**Task instructions:** What you return should match the entries below exactly, only without the images.

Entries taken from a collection
==========

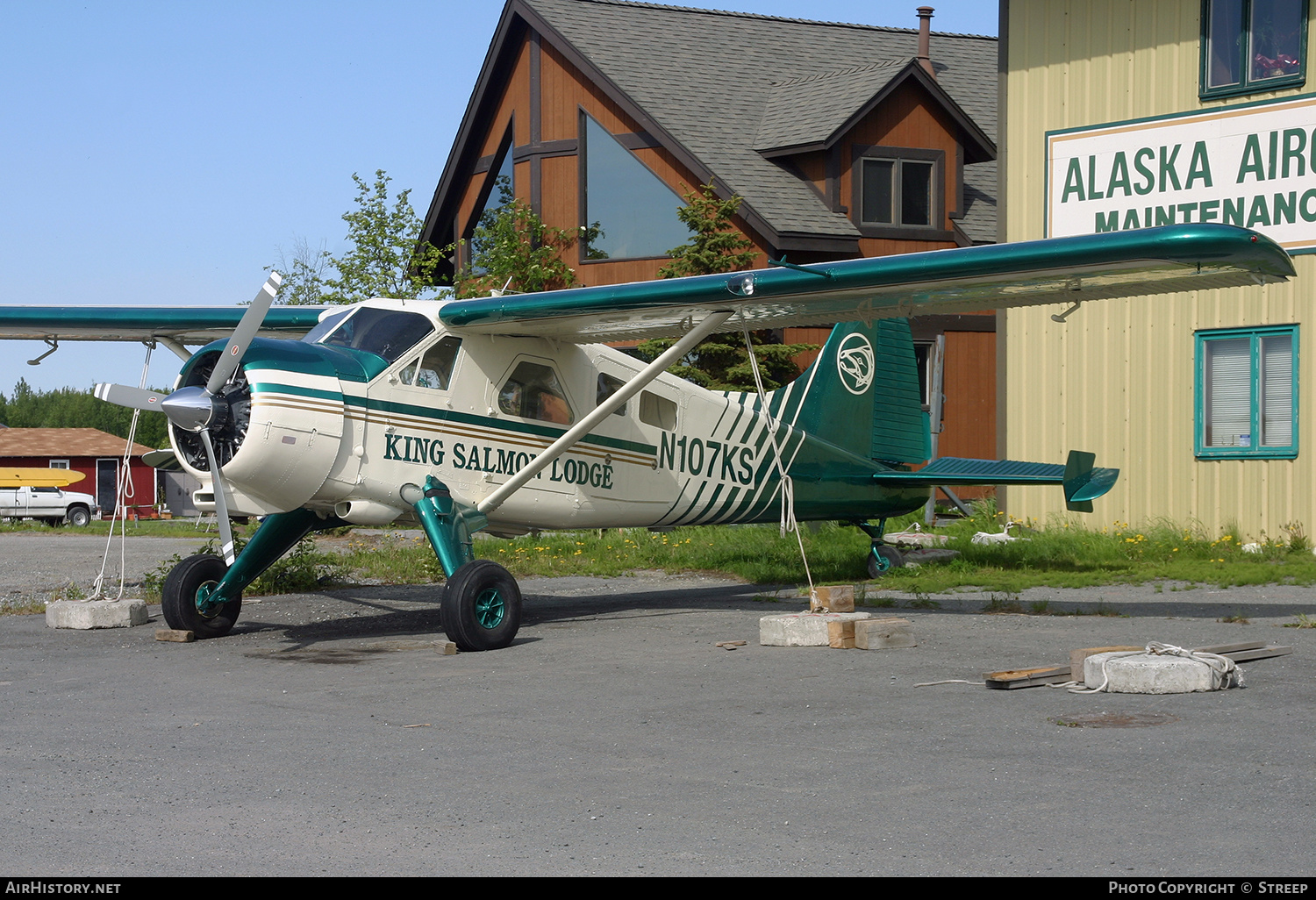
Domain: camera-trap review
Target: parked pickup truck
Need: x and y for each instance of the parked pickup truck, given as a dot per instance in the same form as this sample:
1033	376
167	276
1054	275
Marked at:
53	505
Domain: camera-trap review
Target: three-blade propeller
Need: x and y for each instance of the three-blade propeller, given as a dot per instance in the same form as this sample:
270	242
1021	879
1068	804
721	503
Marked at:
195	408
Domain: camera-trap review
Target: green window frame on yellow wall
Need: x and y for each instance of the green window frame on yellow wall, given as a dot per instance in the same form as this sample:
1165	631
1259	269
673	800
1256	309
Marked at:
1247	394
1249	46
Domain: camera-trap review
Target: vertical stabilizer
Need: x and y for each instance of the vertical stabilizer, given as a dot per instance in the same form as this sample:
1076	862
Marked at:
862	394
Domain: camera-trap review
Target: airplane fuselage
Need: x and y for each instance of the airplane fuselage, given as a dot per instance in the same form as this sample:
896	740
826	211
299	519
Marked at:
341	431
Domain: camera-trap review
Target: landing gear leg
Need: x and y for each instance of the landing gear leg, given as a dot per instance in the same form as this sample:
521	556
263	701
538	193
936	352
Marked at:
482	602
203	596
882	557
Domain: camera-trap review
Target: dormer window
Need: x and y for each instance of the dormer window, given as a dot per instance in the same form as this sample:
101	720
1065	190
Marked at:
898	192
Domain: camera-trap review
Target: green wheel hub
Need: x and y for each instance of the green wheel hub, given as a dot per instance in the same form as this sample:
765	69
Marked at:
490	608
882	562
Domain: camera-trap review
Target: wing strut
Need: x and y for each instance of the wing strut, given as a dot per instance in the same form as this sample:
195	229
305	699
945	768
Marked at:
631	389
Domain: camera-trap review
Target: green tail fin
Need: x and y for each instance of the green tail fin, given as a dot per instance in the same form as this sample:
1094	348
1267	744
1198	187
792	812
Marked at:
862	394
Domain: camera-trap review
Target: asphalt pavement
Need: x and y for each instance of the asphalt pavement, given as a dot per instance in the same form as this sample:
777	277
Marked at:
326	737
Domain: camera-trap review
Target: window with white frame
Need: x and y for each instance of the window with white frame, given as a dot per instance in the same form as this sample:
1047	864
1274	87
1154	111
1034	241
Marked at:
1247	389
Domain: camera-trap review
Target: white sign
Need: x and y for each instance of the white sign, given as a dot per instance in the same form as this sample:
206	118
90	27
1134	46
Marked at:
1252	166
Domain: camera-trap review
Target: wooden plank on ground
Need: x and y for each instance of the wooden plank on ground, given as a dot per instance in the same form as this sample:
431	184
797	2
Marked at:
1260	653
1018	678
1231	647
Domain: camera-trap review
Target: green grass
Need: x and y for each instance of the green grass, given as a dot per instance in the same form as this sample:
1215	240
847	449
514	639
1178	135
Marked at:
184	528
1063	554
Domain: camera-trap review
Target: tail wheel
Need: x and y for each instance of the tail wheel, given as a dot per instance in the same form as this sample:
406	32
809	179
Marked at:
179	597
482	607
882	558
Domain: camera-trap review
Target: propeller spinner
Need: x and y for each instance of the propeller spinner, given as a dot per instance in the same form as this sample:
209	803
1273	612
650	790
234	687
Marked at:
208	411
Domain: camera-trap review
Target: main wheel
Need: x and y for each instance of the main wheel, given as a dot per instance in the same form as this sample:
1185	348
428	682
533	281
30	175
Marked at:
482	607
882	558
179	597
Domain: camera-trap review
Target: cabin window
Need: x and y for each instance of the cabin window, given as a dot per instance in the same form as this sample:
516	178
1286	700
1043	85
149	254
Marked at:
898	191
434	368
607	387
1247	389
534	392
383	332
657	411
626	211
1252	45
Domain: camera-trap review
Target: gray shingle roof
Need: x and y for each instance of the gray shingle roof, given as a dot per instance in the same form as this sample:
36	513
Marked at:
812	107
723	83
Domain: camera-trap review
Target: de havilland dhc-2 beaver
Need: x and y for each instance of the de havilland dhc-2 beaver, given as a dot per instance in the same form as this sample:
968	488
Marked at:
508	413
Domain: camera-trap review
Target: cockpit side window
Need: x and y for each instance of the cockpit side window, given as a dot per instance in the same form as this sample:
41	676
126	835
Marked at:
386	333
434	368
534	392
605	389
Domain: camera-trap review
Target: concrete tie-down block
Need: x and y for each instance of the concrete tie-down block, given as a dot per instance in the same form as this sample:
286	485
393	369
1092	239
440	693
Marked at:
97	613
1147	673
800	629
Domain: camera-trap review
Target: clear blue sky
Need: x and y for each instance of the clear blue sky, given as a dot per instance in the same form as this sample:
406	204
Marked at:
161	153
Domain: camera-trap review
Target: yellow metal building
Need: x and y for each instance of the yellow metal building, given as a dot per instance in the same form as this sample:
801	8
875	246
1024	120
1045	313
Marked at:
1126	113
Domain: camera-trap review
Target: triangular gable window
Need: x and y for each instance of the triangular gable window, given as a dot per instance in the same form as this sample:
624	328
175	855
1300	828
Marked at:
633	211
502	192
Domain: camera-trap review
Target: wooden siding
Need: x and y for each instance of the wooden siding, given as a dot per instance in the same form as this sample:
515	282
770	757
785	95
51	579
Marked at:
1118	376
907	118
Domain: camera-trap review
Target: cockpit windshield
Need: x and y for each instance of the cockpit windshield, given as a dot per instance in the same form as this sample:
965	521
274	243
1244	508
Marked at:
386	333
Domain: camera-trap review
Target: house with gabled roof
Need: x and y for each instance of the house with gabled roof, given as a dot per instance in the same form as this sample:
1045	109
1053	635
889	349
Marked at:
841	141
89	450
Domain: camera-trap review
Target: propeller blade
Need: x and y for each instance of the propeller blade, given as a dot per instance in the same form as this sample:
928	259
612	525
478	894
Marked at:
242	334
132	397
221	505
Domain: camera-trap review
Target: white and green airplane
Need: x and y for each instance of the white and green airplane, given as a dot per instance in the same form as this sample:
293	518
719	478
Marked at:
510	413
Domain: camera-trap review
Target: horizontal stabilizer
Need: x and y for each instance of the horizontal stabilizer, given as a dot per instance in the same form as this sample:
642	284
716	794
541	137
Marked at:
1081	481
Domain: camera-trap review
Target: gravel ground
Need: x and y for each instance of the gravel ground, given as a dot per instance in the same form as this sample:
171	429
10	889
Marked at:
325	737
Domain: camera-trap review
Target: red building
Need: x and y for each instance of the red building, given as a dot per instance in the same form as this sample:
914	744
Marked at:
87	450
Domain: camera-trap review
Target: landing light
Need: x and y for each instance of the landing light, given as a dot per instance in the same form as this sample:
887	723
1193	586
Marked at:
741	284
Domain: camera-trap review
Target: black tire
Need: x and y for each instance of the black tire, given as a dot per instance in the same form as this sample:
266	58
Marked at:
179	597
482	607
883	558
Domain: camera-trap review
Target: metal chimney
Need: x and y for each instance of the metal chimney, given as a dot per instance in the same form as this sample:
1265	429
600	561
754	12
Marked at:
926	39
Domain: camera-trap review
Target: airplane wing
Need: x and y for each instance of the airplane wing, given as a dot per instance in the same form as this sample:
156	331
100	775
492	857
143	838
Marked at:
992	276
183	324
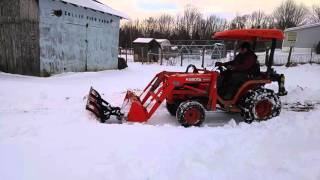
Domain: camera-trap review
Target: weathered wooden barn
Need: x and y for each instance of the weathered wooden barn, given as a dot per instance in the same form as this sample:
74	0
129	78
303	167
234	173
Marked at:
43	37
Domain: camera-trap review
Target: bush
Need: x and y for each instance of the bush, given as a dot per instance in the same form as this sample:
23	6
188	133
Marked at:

==========

**Task solution:**
Domain: camera-trap review
Target: parked pickup truck
Need: x and y for each instance of the parked pickup truck, given as a dot per instance in the same form as this sample:
1033	376
167	276
1054	275
Marked at:
53	505
Domain: camera-trap review
Target: three-blade propeller
Need: x and y for each instance of the three-blade propeller, given as a dot per instance in the same form as this sample:
270	242
1021	879
1068	804
721	503
Marked at:
195	408
Domain: camera-trap review
Target: green window frame on yellow wall
Need: x and y for each instance of the green window frame on yellow wall, given as a dot per instance in the same form as this sample:
1165	631
1259	269
673	800
1256	309
Marked at:
1247	394
1249	46
Domain: camera-trap review
Target: vertical stabilizer
Need: x and y for each instance of the vertical stabilizer, given as a dot per instance in the same form as this sample:
1076	862
Marked at:
862	394
Domain: camera-trap review
Target: airplane fuselage
Need: x and y for each instance of the airplane fuselage, given as a dot per instance in the same form as this sample:
896	740
826	211
299	519
Marked at:
341	431
Domain: camera-trap review
Target: landing gear leg
Need: x and y for each instance of the landing gear leg, given as a dot per instance in the same form as this sample:
521	556
263	701
538	193
936	352
Marked at:
482	602
203	596
882	557
Domain: camera-trap review
Target: dormer window
Need: x and y for each instance of the dormer window, given as a dot per instance in the same form as this sample:
101	720
1065	190
Marked at:
898	192
Domain: camera-trap review
Target: green wheel hub
Need: x and y for each instance of the green wheel hub, given as a dot per instance in the same form as this sample:
765	69
Marked at:
490	608
882	562
Domain: camera-trap review
Target: wing strut
Need: x and y for each instance of the wing strut, given as a dot per instance in the same form as this sample:
195	229
305	699
945	768
Marked at:
631	389
Domain: camera-trap review
Target: green tail fin
Need: x and y for each instance of the green tail fin, given as a dot per instance in the same form as this sample:
1094	348
1267	744
1198	187
792	812
Marked at:
862	394
Domain: camera-trap review
Target: asphalt pavement
Need: x and y for each instance of the asphalt pavement, given as a dot per instance in the same form as this sample:
777	277
Marked at:
326	737
Domain: camera-trap review
Target: window with white frame
Need: x and y for each instance of the window with white frame, given as a dot per instance in the same form as this sample:
1047	864
1274	87
1154	111
1034	241
Marked at:
1247	389
Domain: camera-trap review
Target: white sign
Need: x and y for each instance of the white sign, given as a dot per instance in the same form as this sample:
206	118
90	27
1134	46
Marked at:
1252	166
Domain: camera-trap review
Target: wooden plank on ground
Need: x and y for each instance of the wooden plank on ground, given as a dot per instance in the same form as this sample:
431	184
797	2
Marked at:
1260	653
1018	678
1231	647
Domain: camera-trap review
Target: green grass
Need: x and y for each instance of the green grass, given as a dot per instance in the same form as this sample:
1215	240
847	449
514	639
1178	135
Marked at:
184	528
1063	554
Domain: camera-trap review
Target: tail wheel
Need: x and y for each instance of the tail wheel, given as a dot per instance in the same form as this sample:
406	32
809	179
Marked at:
179	597
482	607
882	558
Domain: camera-trap review
Target: propeller spinner
Need: x and y for each instance of the propeller spinner, given as a dot per instance in the same form as this sample:
209	803
1273	612
650	790
234	687
Marked at:
208	411
Domain: camera-trap review
Target: main wheel
Need: x and y for each instance of the main wheel, given as a dot per instance in the same form as this sample:
1185	348
428	682
533	281
30	175
Marked at:
482	607
882	558
179	597
Domain: camera-trap review
Target: cabin window
Need: x and y for each instance of the cabin window, given as a dot per instance in the same form as this sample:
516	178
1286	700
1043	85
149	254
Marked at:
898	191
434	368
607	387
1247	389
534	392
383	332
657	411
626	211
1252	45
Domain: camera-trap review
Target: gray shingle roof
Need: x and y for each instance of the gray shingle roof, given as a dot per instance in the same form as this sample:
36	513
Marked at:
812	107
723	83
Domain: camera-trap review
Target: de havilland dhc-2 beaver
Need: x and y for each instance of the de havilland dhc-2 beaver, given as a dot per instance in the same form as this sample:
968	488
Marked at:
508	413
Domain: camera-trap review
Target: cockpit side window
Need: x and y for each instance of the cockpit side window, given as a dot per instance in the same form as this sample:
41	676
126	835
Marked at:
386	333
434	368
534	392
605	389
Domain: camera-trap review
Target: concrete tie-down block
Need: x and y for each instance of the concrete tie-down block, given as a dot per instance in the same form as this sample:
286	485
393	369
1092	239
440	693
Marked at:
97	613
1147	673
800	629
Domain: camera-trap review
Target: clear blue sky
Need: x and y for each instance of the clear blue sky, given as a dot per instance in the same form as this sample:
406	204
Marked at:
161	153
Domain: camera-trap review
Target: yellow metal building
Need: x and y for each instance of the yellow metal building, given as a dot per instance in the same form as this sample:
801	8
875	246
1024	120
1045	313
Marked at:
1126	113
Domain: camera-trap review
Target: triangular gable window
Need: x and y for each instance of the triangular gable window, given as a dot per instance in the same form as this sample:
624	328
175	855
1300	828
Marked at:
633	211
502	192
Domain: camera-trap review
Target: wooden siding
Need: x and y for each instance of the wooden siding, given as a dot per instance in the same form as this sample:
515	282
770	757
785	95
51	579
Marked at:
1118	376
907	118
Domain: camera-trap review
Target: cockpit windshield
Need: x and y for each instance of the cockpit windshield, given as a dot per instance in the same form as this sample:
965	521
274	243
1244	508
Marked at:
386	333
Domain: camera-trap review
Target: house with gabled roof
Need: x and y for each instance of the house with gabled roof, given as a dot per instance in the same form as this sample:
1045	109
1053	635
889	349
Marked at:
841	141
89	450
Domain: camera-trap review
Target: propeller blade
Need: x and y for each instance of the propeller blade, given as a dot per instance in the same form as this sample:
928	259
612	525
478	894
Marked at:
242	334
132	397
221	505
Domain: camera-trap review
Target: white and green airplane
Need: x and y for each instance of the white and green airplane, given as a dot per instance in the same form as this sample:
293	518
719	478
Marked at:
510	413
Domain: camera-trap review
Target: horizontal stabilizer
Need: x and y for each instance of the horizontal stabilizer, given as a dot per instance in the same form as this sample:
642	284
716	794
541	137
Marked at:
1081	481
Domain: camera-trap review
Target: gravel ground
Need: x and y for each instance of the gravel ground, given as a dot per instance in the same form as this sample:
171	429
10	889
Marked at:
325	737
Domain: camera-trap review
Target: red building
Need: x and y for each instance of the red building, given as a dot per instance in the same form as this sample:
914	744
Marked at:
87	450
Domain: camera-trap review
Target: landing light
Need: x and y for each instance of the landing light, given as a dot per instance in the same form as this sample:
887	723
1193	586
Marked at:
741	284
Domain: camera-trap review
Target: black tire
Need: x and y for each instance of the black tire, given as a dot per instance in the same form as this sample:
266	58
Marked at:
179	597
482	607
883	558
Domain: camera-trap review
Target: metal chimney
Need: x and y for each instance of the metal chimney, given as a dot per instance in the same form as this sample:
1265	429
600	561
754	12
Marked at:
926	39
Domain: camera-trap review
Target: airplane wing
Need: x and y for each instance of the airplane wing, given as a dot per instance in the same form as this sample:
156	331
100	775
492	857
143	838
Marked at:
992	276
183	324
Domain: camera-trap review
Target: weathered wooden barn
Need: x and y for each instance of the weathered wooden barn, given as a dot per instance in the same form as this sample:
74	0
129	78
303	167
234	173
Marked at:
43	37
Domain: camera-trap review
Target: bush
Need: x and y for each instance of the bush, given as a dot per instance in the same form as this sample:
23	6
188	133
Marked at:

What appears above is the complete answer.